BEGIN DATA EXCERPTS
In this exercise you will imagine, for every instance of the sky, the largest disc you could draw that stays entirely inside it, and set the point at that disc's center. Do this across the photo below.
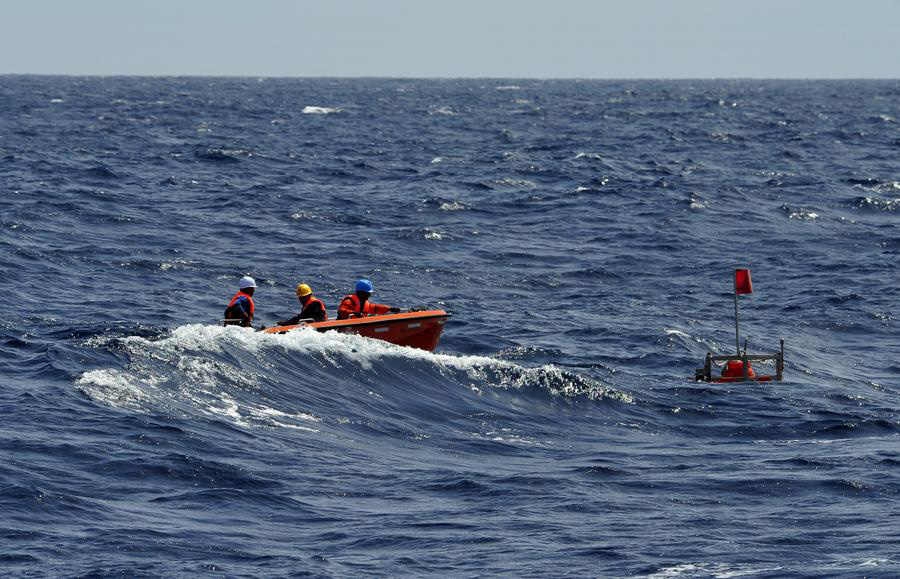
(454, 38)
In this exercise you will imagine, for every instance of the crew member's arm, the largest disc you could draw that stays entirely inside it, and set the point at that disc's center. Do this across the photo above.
(379, 309)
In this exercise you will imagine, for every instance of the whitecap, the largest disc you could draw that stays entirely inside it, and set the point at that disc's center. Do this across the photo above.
(314, 110)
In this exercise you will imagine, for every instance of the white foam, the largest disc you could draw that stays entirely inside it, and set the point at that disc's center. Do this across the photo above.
(314, 110)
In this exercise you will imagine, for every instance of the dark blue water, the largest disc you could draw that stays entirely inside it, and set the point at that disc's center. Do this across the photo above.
(583, 236)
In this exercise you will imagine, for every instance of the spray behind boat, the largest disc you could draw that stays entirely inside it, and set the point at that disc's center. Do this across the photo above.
(737, 367)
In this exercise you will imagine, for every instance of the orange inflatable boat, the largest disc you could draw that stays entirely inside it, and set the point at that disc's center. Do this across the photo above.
(419, 329)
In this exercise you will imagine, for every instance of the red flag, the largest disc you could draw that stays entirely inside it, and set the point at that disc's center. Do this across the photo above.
(742, 283)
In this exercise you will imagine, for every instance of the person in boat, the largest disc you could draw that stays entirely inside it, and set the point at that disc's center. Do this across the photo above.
(357, 305)
(312, 308)
(239, 311)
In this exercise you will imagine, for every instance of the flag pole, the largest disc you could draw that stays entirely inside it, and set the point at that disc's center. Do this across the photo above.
(737, 333)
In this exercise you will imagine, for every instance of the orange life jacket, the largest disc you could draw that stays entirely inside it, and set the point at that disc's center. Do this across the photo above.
(351, 305)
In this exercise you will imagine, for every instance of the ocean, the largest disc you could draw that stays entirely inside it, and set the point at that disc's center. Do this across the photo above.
(583, 235)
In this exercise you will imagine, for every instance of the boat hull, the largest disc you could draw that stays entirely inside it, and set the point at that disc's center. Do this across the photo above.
(414, 329)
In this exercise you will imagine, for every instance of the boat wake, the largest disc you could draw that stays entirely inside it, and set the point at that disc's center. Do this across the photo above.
(308, 380)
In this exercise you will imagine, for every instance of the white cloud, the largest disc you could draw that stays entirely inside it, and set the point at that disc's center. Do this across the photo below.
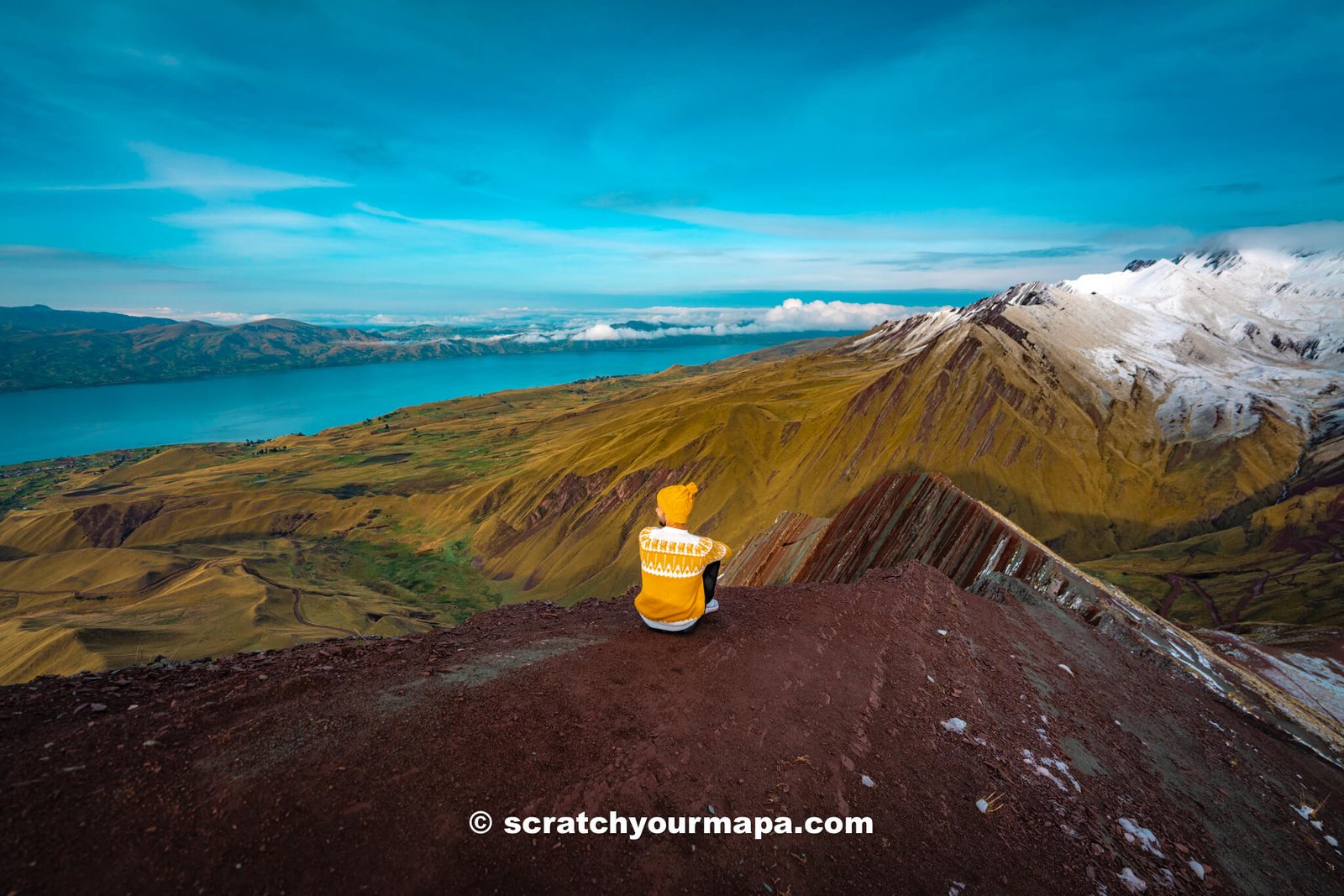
(1310, 237)
(207, 176)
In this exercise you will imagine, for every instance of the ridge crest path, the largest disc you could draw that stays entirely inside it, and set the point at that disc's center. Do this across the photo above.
(339, 766)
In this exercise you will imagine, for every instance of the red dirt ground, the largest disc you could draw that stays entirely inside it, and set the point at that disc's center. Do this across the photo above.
(344, 768)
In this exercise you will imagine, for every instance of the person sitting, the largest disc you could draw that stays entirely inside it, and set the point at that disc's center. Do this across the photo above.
(678, 569)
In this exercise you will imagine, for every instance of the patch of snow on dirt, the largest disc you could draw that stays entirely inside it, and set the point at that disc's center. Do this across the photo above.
(1142, 836)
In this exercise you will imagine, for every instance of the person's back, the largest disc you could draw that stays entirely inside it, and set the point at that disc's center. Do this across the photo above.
(678, 569)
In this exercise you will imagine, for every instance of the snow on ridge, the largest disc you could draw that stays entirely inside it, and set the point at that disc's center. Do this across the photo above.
(1216, 336)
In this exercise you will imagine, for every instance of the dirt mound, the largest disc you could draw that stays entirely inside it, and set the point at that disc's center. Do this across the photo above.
(354, 766)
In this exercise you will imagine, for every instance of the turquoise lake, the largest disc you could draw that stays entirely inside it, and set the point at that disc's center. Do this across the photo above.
(46, 423)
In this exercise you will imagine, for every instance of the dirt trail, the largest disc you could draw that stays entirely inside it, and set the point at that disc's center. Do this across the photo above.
(354, 768)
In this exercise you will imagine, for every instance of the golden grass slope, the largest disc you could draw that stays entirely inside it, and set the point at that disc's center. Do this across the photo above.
(433, 512)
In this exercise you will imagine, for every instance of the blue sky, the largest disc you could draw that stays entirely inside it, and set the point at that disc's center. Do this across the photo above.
(436, 159)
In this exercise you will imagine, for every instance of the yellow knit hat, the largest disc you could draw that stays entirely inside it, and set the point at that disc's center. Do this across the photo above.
(676, 503)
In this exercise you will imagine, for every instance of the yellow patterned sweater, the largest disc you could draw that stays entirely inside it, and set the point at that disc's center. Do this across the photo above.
(672, 563)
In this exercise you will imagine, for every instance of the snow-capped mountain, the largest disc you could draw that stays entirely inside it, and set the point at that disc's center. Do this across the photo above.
(1216, 338)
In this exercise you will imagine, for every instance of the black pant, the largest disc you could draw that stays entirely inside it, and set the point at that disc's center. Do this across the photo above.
(711, 577)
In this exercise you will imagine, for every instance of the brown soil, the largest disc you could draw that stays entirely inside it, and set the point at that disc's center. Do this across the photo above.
(353, 768)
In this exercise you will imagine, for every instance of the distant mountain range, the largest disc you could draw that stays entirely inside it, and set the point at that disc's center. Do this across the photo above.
(1176, 427)
(42, 347)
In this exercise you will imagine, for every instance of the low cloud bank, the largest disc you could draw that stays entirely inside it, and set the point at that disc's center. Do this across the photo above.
(790, 316)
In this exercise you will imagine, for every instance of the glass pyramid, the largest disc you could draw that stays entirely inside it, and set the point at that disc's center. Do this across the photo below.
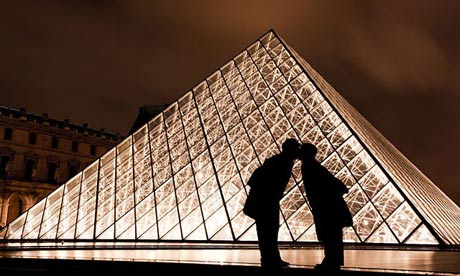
(181, 177)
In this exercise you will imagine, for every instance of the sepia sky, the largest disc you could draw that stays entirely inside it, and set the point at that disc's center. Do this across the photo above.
(99, 61)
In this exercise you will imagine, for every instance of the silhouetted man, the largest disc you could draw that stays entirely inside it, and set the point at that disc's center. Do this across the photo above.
(330, 212)
(267, 188)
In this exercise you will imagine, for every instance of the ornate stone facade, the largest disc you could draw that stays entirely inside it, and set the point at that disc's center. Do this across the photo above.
(37, 154)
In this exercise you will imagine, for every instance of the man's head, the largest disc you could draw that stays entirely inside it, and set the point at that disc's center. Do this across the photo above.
(308, 151)
(291, 147)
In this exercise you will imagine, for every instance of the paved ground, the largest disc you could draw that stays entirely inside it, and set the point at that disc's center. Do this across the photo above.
(184, 260)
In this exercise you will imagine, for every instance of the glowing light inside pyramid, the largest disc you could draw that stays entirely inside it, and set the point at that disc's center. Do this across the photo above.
(182, 175)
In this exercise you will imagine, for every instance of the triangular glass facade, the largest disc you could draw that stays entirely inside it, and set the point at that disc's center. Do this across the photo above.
(181, 177)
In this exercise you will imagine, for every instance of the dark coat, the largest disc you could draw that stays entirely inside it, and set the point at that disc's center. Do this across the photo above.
(267, 186)
(325, 195)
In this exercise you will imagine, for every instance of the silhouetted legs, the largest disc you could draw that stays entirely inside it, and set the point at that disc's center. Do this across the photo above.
(267, 232)
(333, 249)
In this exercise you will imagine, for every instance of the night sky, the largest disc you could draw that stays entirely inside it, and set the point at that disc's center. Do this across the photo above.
(98, 62)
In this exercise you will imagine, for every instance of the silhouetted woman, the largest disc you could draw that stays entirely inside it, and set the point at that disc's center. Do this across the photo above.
(330, 212)
(267, 187)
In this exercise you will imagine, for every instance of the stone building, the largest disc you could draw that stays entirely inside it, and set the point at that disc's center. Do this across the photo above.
(38, 153)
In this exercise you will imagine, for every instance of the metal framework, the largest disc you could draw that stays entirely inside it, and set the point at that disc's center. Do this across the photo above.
(181, 177)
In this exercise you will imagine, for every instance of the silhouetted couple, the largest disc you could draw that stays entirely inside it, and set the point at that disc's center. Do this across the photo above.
(324, 193)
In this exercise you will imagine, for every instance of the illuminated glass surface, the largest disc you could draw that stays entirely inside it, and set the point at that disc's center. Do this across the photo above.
(182, 175)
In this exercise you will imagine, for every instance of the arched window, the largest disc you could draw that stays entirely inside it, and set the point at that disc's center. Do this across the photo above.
(15, 208)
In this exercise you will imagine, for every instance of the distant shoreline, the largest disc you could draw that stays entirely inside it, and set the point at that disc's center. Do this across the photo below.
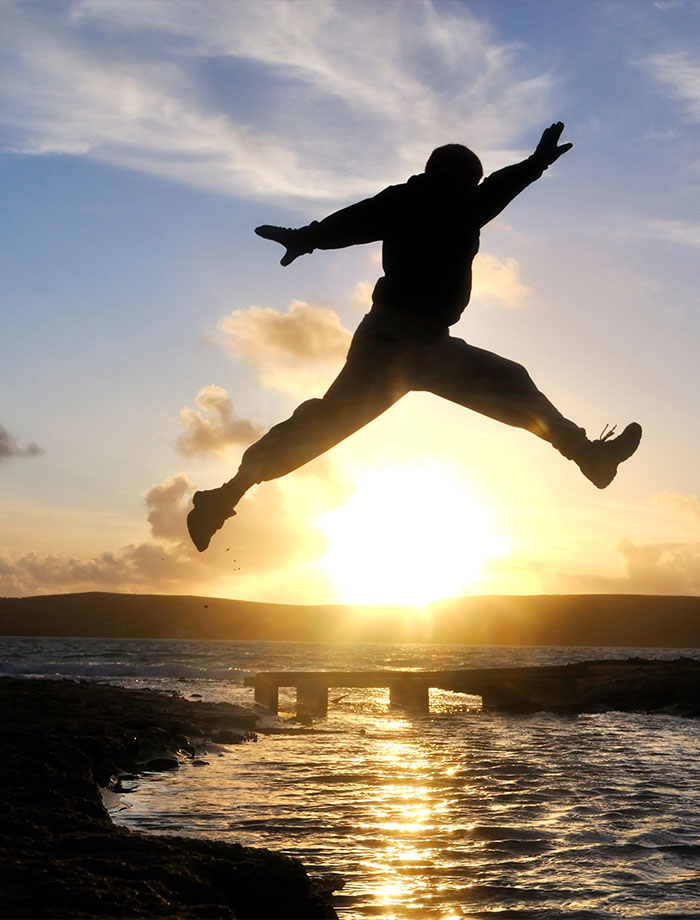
END DATA EXCERPTS
» **AIM OF THE TASK**
Please retype exactly the lines from the one containing "of the night" to the last line of the records above, both included, without any pictures.

» **SOLUTION**
In this exercise you will imagine, for every instance of the night sky, the largest disc you could draw that stays entirely inside it, and set the point at that disc's center. Do this across the photo above.
(98, 62)
In this exercise you will imagine, for every instance of the silhouetted woman, the largest disc you could draw that stays entirely inside it, and set the point at that disc's center. Do this across the photo above.
(330, 212)
(267, 187)
In this exercise you will imagine, for every instance of the stone building, the largest disc you could draw that stays entirely inside it, and set the point at that disc's center. Do this across the photo above.
(38, 153)
In this exercise you will imagine, for every instance of the metal framework, the largest disc you could draw that stays entirely inside it, and set the point at that disc's center. Do this across the photo above.
(181, 177)
In this exercise you will imagine, for every instance of the silhouetted couple, the largest disc you could draw that stays entirely inside it, and set the point at that disc's center. Do this across the photo above.
(324, 193)
In this exercise you will imagine, for every instance of the illuminated glass surface, the largest disc you could draw that stays entirely inside it, and set the point at that disc's center. Do this across the photo above.
(182, 175)
In this exercise you will imagine, for every instance of the arched window, the largest disc you could draw that stays entirely inside it, and set the point at that disc's center. Do this across the photo above.
(15, 208)
In this exercise you will imagine, for every instance of the distant shoreline, the largest disc you could draw that stays entirely inside it, and set the point at that disc's center. Do this across the photo below.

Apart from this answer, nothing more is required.